• _Deine Aufgabe_
Schreibe die Zeilen des Materials zwischen der Zeile mit „Expected: for every instance of the gray cushion“ und der Zeile mit „x=119, y=100“, beide eingeschlossen, als nummerierte Liste ohne Leerzeilen um. Lass die Bilder in der Antwort weg.

(Auszüge aus einem Zeige-Datensatz)
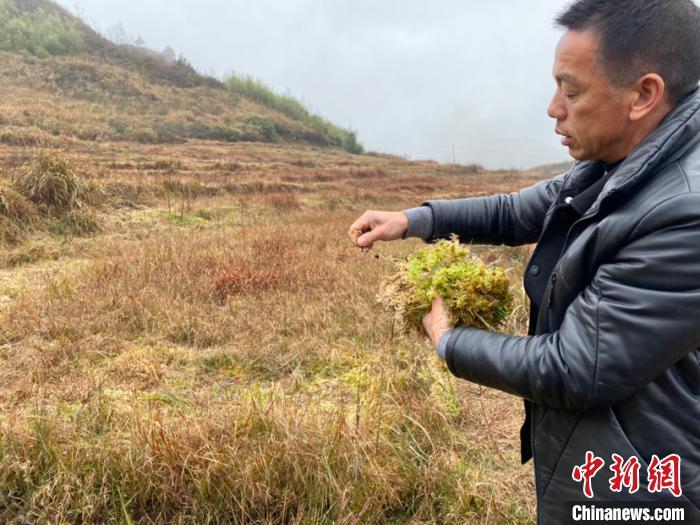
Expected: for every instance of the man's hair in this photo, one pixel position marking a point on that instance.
(643, 36)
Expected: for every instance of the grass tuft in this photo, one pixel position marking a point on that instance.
(50, 180)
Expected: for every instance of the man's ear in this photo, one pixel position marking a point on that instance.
(649, 95)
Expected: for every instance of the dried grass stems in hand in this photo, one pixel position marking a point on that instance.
(474, 293)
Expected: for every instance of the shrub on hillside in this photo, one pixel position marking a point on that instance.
(38, 32)
(50, 180)
(15, 207)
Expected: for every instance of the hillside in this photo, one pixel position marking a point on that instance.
(61, 78)
(189, 336)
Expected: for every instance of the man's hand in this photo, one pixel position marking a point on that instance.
(378, 226)
(436, 322)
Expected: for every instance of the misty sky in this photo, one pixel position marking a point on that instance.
(411, 77)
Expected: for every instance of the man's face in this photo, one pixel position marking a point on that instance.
(591, 114)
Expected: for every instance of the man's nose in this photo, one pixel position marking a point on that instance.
(556, 109)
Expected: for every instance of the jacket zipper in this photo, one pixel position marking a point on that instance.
(534, 461)
(550, 301)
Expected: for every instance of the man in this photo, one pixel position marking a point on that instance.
(610, 370)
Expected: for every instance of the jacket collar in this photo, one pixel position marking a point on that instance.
(679, 129)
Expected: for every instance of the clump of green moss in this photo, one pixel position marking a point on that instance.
(475, 294)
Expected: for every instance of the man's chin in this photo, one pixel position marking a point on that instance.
(578, 154)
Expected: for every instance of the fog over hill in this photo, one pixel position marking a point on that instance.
(469, 79)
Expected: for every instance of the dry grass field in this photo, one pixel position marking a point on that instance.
(199, 342)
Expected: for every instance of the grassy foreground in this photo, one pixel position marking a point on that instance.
(212, 350)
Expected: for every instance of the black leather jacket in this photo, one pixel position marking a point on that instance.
(612, 364)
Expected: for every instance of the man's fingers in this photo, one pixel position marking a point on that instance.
(366, 240)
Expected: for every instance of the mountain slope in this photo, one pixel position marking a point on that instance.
(62, 79)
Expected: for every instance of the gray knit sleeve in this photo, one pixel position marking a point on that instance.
(420, 222)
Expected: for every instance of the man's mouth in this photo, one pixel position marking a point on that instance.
(566, 140)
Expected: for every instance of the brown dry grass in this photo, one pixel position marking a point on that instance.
(218, 356)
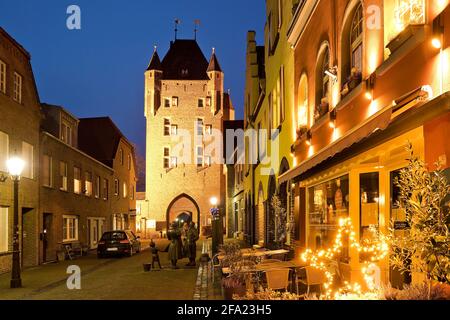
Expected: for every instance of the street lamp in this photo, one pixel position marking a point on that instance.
(15, 167)
(217, 227)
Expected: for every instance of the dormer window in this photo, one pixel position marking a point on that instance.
(66, 133)
(184, 72)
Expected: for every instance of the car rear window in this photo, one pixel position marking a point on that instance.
(114, 236)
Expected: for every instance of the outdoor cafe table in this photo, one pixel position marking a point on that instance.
(259, 254)
(261, 267)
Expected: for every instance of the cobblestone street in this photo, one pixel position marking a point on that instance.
(120, 278)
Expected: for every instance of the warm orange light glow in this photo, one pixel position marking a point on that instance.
(436, 42)
(332, 124)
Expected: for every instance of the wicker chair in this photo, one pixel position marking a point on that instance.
(278, 279)
(314, 277)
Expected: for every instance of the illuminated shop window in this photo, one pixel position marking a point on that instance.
(327, 203)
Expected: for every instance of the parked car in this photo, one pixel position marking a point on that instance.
(119, 242)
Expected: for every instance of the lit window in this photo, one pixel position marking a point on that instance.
(2, 77)
(208, 161)
(47, 171)
(28, 157)
(70, 228)
(167, 127)
(121, 156)
(105, 189)
(174, 101)
(88, 184)
(166, 163)
(66, 133)
(199, 154)
(125, 190)
(303, 102)
(76, 180)
(322, 84)
(116, 187)
(97, 187)
(63, 175)
(173, 162)
(17, 87)
(199, 126)
(173, 130)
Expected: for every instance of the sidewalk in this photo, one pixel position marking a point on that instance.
(40, 278)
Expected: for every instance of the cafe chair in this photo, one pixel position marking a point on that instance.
(265, 261)
(279, 256)
(277, 279)
(313, 277)
(215, 263)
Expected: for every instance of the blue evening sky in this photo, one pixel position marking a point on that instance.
(99, 70)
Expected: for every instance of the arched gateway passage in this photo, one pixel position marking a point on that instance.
(183, 207)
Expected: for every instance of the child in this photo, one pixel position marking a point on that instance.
(155, 256)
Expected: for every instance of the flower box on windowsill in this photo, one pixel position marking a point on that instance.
(402, 37)
(353, 81)
(321, 110)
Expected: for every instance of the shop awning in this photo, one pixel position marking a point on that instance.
(376, 130)
(379, 121)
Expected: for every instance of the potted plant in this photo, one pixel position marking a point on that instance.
(235, 283)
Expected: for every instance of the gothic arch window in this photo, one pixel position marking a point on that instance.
(323, 81)
(352, 48)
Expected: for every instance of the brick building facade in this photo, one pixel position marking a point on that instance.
(19, 135)
(184, 104)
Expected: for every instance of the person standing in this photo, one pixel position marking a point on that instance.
(174, 235)
(191, 239)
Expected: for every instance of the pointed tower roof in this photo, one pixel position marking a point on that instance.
(214, 63)
(155, 62)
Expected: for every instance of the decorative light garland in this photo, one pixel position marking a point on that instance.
(377, 249)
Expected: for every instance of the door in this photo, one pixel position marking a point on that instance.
(49, 254)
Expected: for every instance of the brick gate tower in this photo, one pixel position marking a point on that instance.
(185, 105)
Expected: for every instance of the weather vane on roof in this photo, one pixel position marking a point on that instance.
(196, 26)
(177, 22)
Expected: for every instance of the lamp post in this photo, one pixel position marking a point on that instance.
(15, 166)
(217, 232)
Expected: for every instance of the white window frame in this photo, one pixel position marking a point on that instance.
(88, 183)
(48, 183)
(97, 187)
(28, 171)
(76, 182)
(17, 94)
(199, 156)
(125, 190)
(67, 219)
(63, 177)
(2, 77)
(166, 158)
(105, 187)
(174, 101)
(167, 126)
(116, 187)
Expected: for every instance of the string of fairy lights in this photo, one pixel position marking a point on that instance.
(375, 248)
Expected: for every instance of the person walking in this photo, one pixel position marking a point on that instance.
(174, 235)
(191, 239)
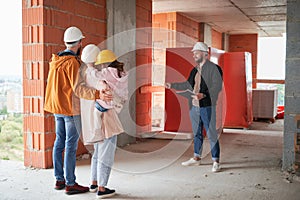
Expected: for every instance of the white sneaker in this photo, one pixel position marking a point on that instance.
(191, 162)
(216, 167)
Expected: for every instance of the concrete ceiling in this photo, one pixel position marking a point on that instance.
(265, 17)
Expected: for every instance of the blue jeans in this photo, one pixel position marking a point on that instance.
(103, 159)
(68, 129)
(205, 116)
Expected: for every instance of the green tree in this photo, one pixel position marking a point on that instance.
(3, 111)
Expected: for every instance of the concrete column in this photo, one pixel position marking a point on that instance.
(121, 38)
(292, 88)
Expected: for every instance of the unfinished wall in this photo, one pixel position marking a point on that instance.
(291, 143)
(246, 42)
(43, 26)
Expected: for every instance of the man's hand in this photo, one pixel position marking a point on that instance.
(106, 95)
(168, 85)
(198, 96)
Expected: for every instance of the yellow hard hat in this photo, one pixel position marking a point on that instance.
(105, 56)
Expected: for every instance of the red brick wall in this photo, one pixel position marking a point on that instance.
(216, 39)
(44, 22)
(144, 60)
(177, 22)
(246, 42)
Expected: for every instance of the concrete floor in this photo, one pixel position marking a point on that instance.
(151, 169)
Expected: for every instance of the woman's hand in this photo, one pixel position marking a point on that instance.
(198, 96)
(106, 95)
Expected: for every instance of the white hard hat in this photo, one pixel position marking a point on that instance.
(73, 34)
(200, 46)
(90, 53)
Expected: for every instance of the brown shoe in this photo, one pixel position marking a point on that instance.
(59, 185)
(76, 189)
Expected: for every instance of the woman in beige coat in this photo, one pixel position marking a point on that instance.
(101, 128)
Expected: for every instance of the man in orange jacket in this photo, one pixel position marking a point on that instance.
(64, 87)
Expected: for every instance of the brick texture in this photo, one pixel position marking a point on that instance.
(246, 42)
(217, 41)
(144, 61)
(43, 25)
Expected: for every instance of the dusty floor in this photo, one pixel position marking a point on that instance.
(151, 169)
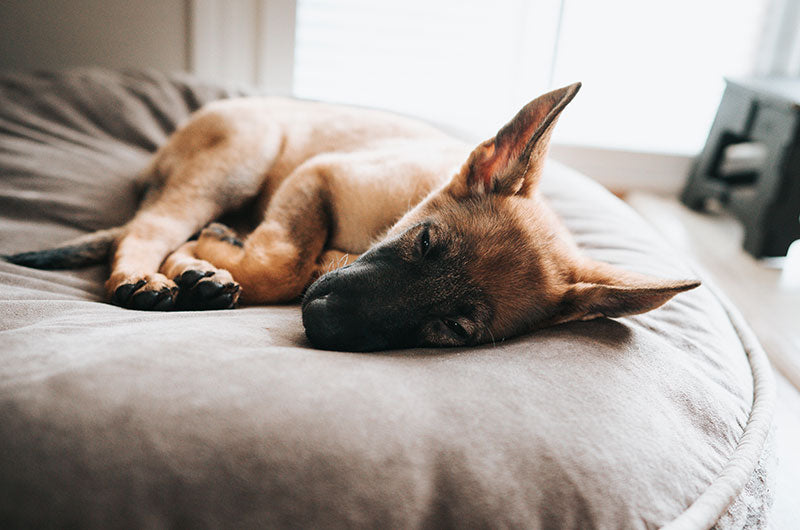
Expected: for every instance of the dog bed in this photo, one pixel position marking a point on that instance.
(117, 418)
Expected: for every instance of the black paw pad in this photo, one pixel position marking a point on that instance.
(129, 296)
(122, 294)
(203, 295)
(191, 277)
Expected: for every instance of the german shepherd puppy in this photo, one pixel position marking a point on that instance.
(457, 246)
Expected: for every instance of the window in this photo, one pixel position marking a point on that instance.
(652, 71)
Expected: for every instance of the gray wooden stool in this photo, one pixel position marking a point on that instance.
(751, 162)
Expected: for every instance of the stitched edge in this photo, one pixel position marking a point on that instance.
(715, 500)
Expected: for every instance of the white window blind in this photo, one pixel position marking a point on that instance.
(652, 71)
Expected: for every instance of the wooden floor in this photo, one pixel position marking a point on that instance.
(768, 295)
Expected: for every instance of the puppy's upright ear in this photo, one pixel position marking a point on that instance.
(511, 162)
(602, 290)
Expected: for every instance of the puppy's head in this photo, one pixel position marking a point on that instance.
(481, 259)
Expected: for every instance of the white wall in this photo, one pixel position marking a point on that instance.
(55, 34)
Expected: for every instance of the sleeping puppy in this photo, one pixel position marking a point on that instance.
(412, 237)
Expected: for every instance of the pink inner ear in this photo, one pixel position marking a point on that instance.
(503, 150)
(491, 161)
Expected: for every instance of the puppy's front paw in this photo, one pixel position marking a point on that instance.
(203, 290)
(220, 232)
(147, 292)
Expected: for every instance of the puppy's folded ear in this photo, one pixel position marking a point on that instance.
(511, 162)
(606, 291)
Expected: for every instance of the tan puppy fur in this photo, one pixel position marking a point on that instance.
(322, 184)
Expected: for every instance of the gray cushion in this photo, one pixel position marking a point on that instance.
(114, 417)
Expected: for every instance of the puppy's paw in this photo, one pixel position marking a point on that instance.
(146, 292)
(203, 290)
(220, 232)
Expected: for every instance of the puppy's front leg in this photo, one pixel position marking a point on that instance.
(280, 258)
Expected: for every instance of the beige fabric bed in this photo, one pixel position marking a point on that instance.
(117, 418)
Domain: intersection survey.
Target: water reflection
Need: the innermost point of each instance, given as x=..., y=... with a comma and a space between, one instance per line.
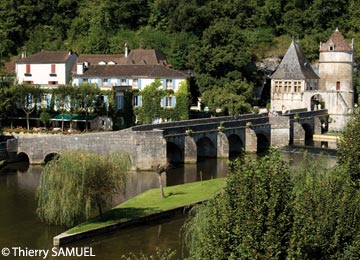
x=19, y=225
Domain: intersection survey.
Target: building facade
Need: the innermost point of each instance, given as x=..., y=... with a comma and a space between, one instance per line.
x=47, y=68
x=295, y=84
x=132, y=71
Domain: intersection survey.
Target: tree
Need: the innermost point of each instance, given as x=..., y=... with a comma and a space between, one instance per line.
x=265, y=212
x=75, y=184
x=66, y=101
x=151, y=102
x=348, y=148
x=182, y=106
x=233, y=99
x=27, y=97
x=45, y=117
x=87, y=94
x=250, y=218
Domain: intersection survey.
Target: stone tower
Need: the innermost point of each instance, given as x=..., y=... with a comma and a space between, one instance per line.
x=336, y=78
x=293, y=78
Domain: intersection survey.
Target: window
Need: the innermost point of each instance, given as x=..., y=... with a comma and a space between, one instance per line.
x=297, y=86
x=105, y=82
x=168, y=102
x=44, y=101
x=135, y=83
x=338, y=85
x=53, y=70
x=28, y=70
x=278, y=86
x=168, y=84
x=137, y=101
x=287, y=86
x=119, y=100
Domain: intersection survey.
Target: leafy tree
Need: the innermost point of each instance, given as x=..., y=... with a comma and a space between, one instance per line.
x=348, y=152
x=66, y=101
x=45, y=117
x=7, y=101
x=151, y=102
x=26, y=97
x=250, y=219
x=325, y=221
x=233, y=99
x=77, y=183
x=87, y=94
x=182, y=106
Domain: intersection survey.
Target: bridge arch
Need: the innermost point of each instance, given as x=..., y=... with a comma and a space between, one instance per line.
x=308, y=131
x=236, y=145
x=23, y=157
x=205, y=147
x=317, y=102
x=173, y=153
x=263, y=143
x=51, y=156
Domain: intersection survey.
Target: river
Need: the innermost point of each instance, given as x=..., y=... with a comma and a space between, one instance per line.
x=20, y=227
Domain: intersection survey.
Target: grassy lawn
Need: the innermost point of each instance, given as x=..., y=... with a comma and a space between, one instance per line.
x=150, y=202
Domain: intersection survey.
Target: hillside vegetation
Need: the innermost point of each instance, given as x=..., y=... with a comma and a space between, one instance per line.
x=218, y=39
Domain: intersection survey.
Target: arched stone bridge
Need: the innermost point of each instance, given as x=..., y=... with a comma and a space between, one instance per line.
x=182, y=141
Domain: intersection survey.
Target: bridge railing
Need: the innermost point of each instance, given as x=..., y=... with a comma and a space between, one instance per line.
x=192, y=122
x=213, y=126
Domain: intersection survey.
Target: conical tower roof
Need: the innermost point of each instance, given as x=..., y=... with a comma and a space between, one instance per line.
x=336, y=42
x=294, y=65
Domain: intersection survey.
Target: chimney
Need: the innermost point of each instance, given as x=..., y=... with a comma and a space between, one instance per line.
x=126, y=50
x=80, y=68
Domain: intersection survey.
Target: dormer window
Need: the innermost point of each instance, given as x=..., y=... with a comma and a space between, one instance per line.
x=53, y=70
x=331, y=46
x=27, y=70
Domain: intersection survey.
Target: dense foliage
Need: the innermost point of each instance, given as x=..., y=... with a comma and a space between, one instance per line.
x=270, y=211
x=152, y=103
x=74, y=185
x=219, y=39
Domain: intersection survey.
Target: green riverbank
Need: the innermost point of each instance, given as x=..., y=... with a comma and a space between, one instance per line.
x=147, y=204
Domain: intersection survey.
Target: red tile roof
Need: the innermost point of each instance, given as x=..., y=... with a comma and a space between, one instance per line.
x=46, y=57
x=146, y=57
x=9, y=67
x=134, y=71
x=94, y=59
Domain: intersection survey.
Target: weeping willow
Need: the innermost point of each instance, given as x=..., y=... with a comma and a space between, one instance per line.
x=77, y=184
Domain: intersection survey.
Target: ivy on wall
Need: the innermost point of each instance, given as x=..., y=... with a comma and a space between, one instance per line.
x=151, y=103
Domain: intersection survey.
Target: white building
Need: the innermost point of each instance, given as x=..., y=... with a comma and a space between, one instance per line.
x=46, y=68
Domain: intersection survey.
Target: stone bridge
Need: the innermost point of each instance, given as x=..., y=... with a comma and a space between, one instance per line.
x=179, y=142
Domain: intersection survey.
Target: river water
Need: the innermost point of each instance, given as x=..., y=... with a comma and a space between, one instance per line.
x=21, y=229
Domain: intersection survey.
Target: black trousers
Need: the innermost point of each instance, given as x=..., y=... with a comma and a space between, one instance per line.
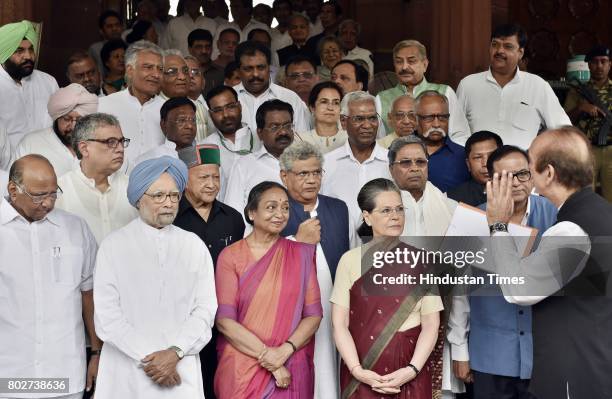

• _Ergebnis der Aufgabe_
1. Expected: for every instance of the gray cushion in this photo, one pixel position marking a point on that instance.
2. (114, 417)
3. Expected: for every instance of the puppy's paw in this photo, one pixel position marking a point on that instance.
4. (146, 292)
5. (203, 290)
6. (220, 232)
7. Expected: for every instance of the puppy's front leg in this photo, one pixel position marking a point on that instance.
8. (280, 258)
9. Expected: for every instance of the beige fabric bed in this photo, one pixel position marking a point on that instance.
10. (117, 418)
11. Domain: intersection survey.
12. Target: water reflection
13. Need: the innermost point of each instance, given as x=..., y=... with a comma and a space between, one instance per line.
14. x=19, y=225
15. Domain: intersection survey.
16. Target: building facade
17. Need: the innermost point of each instance, given as x=..., y=... with a comma and a space between, one instance per line.
18. x=47, y=68
19. x=295, y=84
20. x=132, y=71
21. Domain: intersection survey.
22. Target: tree
23. Need: the innermost point of each instance, given as x=..., y=... with a comma and a space between, one instance per line.
24. x=265, y=212
25. x=75, y=184
26. x=66, y=101
27. x=151, y=102
28. x=348, y=148
29. x=182, y=106
30. x=233, y=99
31. x=27, y=97
32. x=45, y=117
33. x=87, y=94
34. x=250, y=218
35. Domain: intersection survey.
36. Target: stone tower
37. Need: the innermost point of each instance, given as x=..., y=... with a comma and a space between, one instance per line.
38. x=336, y=78
39. x=293, y=78
40. Domain: intersection survey.
41. Target: window
42. Need: the innermost point of each instance, given as x=..., y=... with a comma and a space between, one instance per line.
43. x=297, y=86
44. x=105, y=82
45. x=168, y=102
46. x=44, y=101
47. x=135, y=83
48. x=338, y=85
49. x=53, y=70
50. x=28, y=70
51. x=278, y=86
52. x=168, y=84
53. x=137, y=101
54. x=287, y=86
55. x=119, y=100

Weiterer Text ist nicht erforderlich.